Teks Pilihan:
=-=-=-=-=

Jumat, 15 November 2013

MAKALAH


  HUBUNGAN AKHLAK DENGAN IMAN DAN IHSAN

MAKALAH
Disusun guna memenuhi tugas
Mata Kuliah : Akhlak II
Dosen Pengampu : Ahmad Muthohar, H., M.Ag.

Oleh:
                                  
                                    Moh Falihul Isbah                   (123111105)
                                  
FAKULTAS ILMU TARBIYAH DAN KEGURUAN
INSTITUT AGAMA ISLAM NEGERI WALISONGO
SEMARANG
2013


A.    Pendahuluan
            Kedudukan akhlak dalam kehidupan manusia menempati tempat yang penting, sebagai individu maupun masyarakat dan bangsa, sebab jatuh bangunnya suatu masyarakat tergantung kepada bagaimana akhlaknya. Apabila akhlaknya baik, maka sejahteralah lahir dan batinnya. Sebaliknya, apabila akhlaknya rusak, maka rusaklah lahir dan batinnya. Kejayaaan seseorang terletak pada akhlaknya yang baik, akhlak yang baik selalu membuat seseorang menjadi aman, tenang dan tidak adanya perbuatan yang tercela.
            Agama merupakan tujuan yang lurus (shirathal mustaqim) menuju tempat kebahagiaan, menuju tujuan manusia di dunia dan di akhirat. Iman, Islam dan Ihsan merupakan tiga unsur yang berjalin, berakhlak mulia sebagai isi ajaran Rasulullah, menjalani agama (ibadah dan amal shaleh) dengan cara yang ihsan merupakan kewajiban.
Untuk itu, dalam pembahasan berikut ini akan dibahas mengenai bagaimana pengertian Akhlak, Iman dan Ihsan? dan Bagaimana hubungan antara Akhlak, Iman dan Ihsan?.
B.     Pembahasan
a)      Pengertian Akhlak, Iman dan Ihsan
1.      Pengertian Akhlak
             Akhlak secara etimologi berasal dari kata khalaqa yang berarti mencipta, membuat atau menjadikan. Akhlak adalah kata yang berbentuk mufrad, jamaknya adalah khuluqun, yang berarti perangai, tabi’at, adat atau khalqun yang berarti kejadian, buatan, ciptaan.
             Dalam KBBI. Kata akhlak diartikan sebagai budi pekerti atau kelakuan. Kata akhlak walaupun terambil dari bahasa arab yang biasa diartikan tabi’at, perangai, kebiasaan, namun kata seperti itu tidak ditemukan didalam al-Qur’an. Akhlak adalah hal ihwal yang melekat dalam jiwa, dari padanya timbul perbuatan-perbuatan yang mudah tanpa dipikirkan dan diteliti oleh manusia. apabila hal ihwal atau tingkah laku itu menimbulkan perbuatan-perbuatan yang baik lagi terpuji oleh akal dan syara’, maka tingkah laku itu dinamakan akhlak yang baik. Sebaliknya, bila perbuatan-perbuatan yang buruk maka tingkah laku itu dinamakan akhlak yang buruk. Oleh karena itu, akhlak disebut tingkah laku atau hal ihwal yang melekat kepada seseorang karena telah dilakukan berulang-ulang atau terus menerus, sebab seseorang yang jarang memberikan uangnya kemudian dia memberi karena ada kebutuhan yang tiba-tiba maka orang itu tidak dikatakan berakhlak dermawan karena perbuatannya tidak melekat dalam jiwanya. Selain itu, disyaratkan timbulnya perbuatan itu dengan mudah tanpa dipikir lagi. Orang yang memaksakan diri memberikan uangnya atau memaksa dirinya diam dengan rasa berat diwaktu marah, maka tidak dikatakan bahwa orang itu berakhlak dermawan, lapang hati dan sabar.[1]
2.      Pengertian Iman
            Kata Iman (bahasa arab) adalah bentuk masdardari kata kerja (fi’il)

=-=-=-=-=

Yang Dikerjakan:
Menurut makalah tentang hubungan akhlak dengan iman dan ihsan, apa arti kata akhlak dalam KBBI?

=-=-=-=-=

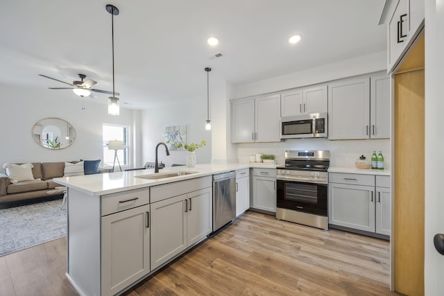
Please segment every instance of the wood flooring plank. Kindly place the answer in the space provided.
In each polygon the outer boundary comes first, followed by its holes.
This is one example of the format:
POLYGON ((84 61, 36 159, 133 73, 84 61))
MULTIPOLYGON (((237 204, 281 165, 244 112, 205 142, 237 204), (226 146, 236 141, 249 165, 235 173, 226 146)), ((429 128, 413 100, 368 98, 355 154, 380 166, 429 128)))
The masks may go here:
MULTIPOLYGON (((388 241, 248 211, 122 295, 396 295, 389 260, 388 241)), ((77 295, 65 272, 66 238, 1 257, 0 295, 77 295)))

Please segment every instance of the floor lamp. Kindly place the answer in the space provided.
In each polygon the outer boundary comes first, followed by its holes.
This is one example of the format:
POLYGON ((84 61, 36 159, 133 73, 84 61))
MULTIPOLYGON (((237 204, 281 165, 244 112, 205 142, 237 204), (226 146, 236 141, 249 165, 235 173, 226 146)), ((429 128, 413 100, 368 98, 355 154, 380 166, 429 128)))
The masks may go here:
POLYGON ((117 164, 119 164, 119 168, 120 171, 122 171, 122 168, 120 166, 120 162, 119 162, 119 157, 117 157, 117 150, 123 150, 123 141, 110 141, 108 144, 108 150, 113 150, 114 153, 114 163, 112 164, 112 171, 114 172, 114 167, 116 165, 116 159, 117 159, 117 164))

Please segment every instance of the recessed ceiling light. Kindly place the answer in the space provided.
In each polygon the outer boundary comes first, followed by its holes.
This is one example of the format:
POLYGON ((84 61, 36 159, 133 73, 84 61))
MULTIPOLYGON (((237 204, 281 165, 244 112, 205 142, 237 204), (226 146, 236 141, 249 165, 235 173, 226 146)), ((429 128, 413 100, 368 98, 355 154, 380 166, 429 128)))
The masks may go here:
POLYGON ((208 38, 208 40, 207 40, 207 42, 212 46, 215 46, 217 45, 218 43, 219 43, 219 40, 217 39, 215 37, 210 37, 210 38, 208 38))
POLYGON ((289 42, 290 42, 291 44, 295 44, 299 42, 299 40, 300 40, 300 35, 293 35, 290 37, 290 39, 289 39, 289 42))

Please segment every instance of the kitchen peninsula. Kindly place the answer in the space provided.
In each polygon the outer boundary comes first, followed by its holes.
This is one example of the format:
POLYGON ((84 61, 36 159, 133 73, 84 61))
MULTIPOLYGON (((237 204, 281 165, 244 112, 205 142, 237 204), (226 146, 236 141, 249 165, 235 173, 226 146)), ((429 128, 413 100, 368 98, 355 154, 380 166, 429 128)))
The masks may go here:
POLYGON ((207 164, 55 179, 67 187, 67 277, 82 295, 121 292, 212 232, 212 175, 275 166, 207 164))

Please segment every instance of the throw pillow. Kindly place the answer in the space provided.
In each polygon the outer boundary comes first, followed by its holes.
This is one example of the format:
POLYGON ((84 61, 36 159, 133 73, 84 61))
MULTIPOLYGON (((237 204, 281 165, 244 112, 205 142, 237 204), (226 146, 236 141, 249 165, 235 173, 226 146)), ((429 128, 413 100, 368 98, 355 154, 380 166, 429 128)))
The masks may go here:
POLYGON ((73 177, 83 175, 83 162, 78 162, 76 164, 71 162, 65 163, 64 177, 73 177))
POLYGON ((84 160, 83 168, 85 175, 98 174, 99 172, 99 165, 100 159, 97 160, 84 160))
POLYGON ((33 167, 34 166, 32 164, 24 164, 22 165, 5 164, 3 166, 6 175, 11 180, 12 183, 22 181, 33 181, 34 180, 32 170, 33 167))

=-=-=-=-=

Jawaban Latihan:
Dalam KBBI, kata akhlak diartikan sebagai budi pekerti atau kelakuan.